§ **Written exercise**:
Reproduce the material that follows word for word, omitting the pictures from your answer.

§ **Dataset records**:
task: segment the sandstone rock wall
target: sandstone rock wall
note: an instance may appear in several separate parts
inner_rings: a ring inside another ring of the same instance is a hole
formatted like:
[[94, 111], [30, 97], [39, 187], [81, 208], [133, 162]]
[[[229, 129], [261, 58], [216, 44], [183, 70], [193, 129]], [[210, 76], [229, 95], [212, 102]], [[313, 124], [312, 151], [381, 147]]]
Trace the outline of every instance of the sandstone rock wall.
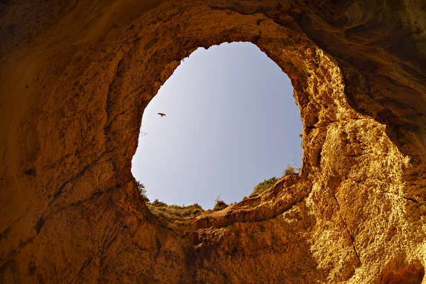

§ **Task answer**:
task: segment the sandstone rock wall
target: sandstone rock wall
note: an instance may appear in several separate parts
inner_rings: a ring inside another ring of the same instance is a hole
formatted like:
[[94, 111], [30, 97], [39, 187], [81, 208], [133, 162]]
[[[229, 129], [261, 58], [216, 44], [183, 70], [193, 129]], [[210, 76], [229, 95], [212, 102]], [[313, 124], [312, 151], [381, 147]]]
Trace the outline of every instance of the sandstone rock wall.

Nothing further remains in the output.